Output the data that follows exactly, line for line.
====================
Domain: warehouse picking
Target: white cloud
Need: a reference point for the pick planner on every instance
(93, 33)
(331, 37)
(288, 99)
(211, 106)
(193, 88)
====================
• **Solution to the problem**:
Domain: warehouse picking
Target: white cloud
Need: a reference point for the pick planner on every instance
(93, 33)
(331, 37)
(288, 99)
(211, 106)
(193, 88)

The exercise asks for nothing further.